Task statement
In the profile of photographer Reka Nyari, at which school did she study painting?

═════ Document excerpt ═════

Nia Groce
May 19th, 2025
Reka Nyari – Body Language
Reka Nyari captures powerful portraits of tattooed individuals, blending storytelling, art, and raw human expression through her lens.
They wear their stories on their skin. She tells them through her lens. Helsinki-born and New York-based, photographer Reka Nyari’s journey to capturing the heavily tattooed was as artistically layered as the subjects taking center stage in her works.
“I don’t know why when I was younger I thought ‘art’ was painting,” she says, the adolescent belief leading her to study said subject at the School of Visual Arts in New York. “But I always would take photos as references,” she recalls, explaining that even when she took on modeling stints in Europe and Southeast Asia, despite being sans painting materials, she was ever-inspired to shoot. And did.
“It’s when I discovered that photography is actually an art medium and it’s something that I love to do. It’s so much more collaborative than painting by yourself in your room,” she says. Enter Nyari’s commercial work era in the fashion and beauty space, followed some years later by what now seems to be her sweet spot. “Art photography. Telling my own stories and, instead of selling products and things, creating art,” she explains.
Skin Deep
Creating images and being a storyteller— and shifting narratives alongside them — is a holistic practice for Nyari. It’s part of her draw to tattoos, which, besides being personally fascinated by, she feels weren’t — and still aren’t — represented enough in the fine art world, inspiring her to kick off her “INK STORIES” series circa 2017.
The photographer paints the portrait of a stubborn, lingering taboo in “traditional” art spaces. Her subjects were likened to “criminals.” Visitors stood aghast with “Oh, my God” reactions at the sight of her large-scale portraits, the depiction of these emboldened — and naked — women inconceivable to any authentic art connection.

═════ Raw records ═════

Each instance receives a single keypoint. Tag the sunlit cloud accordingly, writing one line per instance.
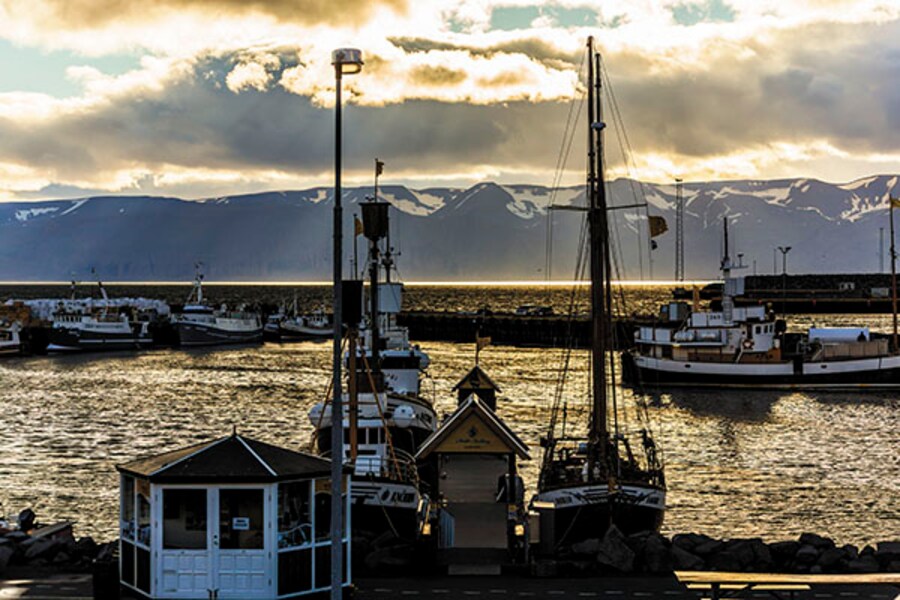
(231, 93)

═════
═════ Raw records ═════

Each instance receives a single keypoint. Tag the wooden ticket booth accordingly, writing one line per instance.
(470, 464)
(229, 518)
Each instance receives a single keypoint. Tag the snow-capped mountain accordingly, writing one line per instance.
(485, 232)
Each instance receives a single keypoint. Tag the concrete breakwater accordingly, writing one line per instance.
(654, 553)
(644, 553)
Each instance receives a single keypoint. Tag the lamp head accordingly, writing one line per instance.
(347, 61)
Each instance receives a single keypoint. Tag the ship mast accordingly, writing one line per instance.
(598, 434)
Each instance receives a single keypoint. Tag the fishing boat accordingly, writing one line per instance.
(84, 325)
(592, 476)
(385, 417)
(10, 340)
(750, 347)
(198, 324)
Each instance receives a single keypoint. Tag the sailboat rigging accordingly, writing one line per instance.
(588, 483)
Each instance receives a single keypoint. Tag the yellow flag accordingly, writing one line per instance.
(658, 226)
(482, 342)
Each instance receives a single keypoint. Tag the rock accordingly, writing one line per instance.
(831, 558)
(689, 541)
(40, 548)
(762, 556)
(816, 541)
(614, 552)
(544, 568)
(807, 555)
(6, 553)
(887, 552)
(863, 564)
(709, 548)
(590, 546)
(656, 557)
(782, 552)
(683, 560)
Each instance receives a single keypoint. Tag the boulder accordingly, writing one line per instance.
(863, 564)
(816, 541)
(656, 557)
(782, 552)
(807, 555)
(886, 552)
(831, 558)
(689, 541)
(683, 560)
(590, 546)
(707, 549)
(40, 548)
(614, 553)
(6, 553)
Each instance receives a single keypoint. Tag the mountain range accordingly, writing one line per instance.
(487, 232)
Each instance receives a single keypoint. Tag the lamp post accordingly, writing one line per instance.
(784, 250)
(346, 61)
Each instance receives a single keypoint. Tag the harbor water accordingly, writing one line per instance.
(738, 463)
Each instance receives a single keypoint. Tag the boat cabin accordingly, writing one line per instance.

═════

Task solution
The School of Visual Arts in New York.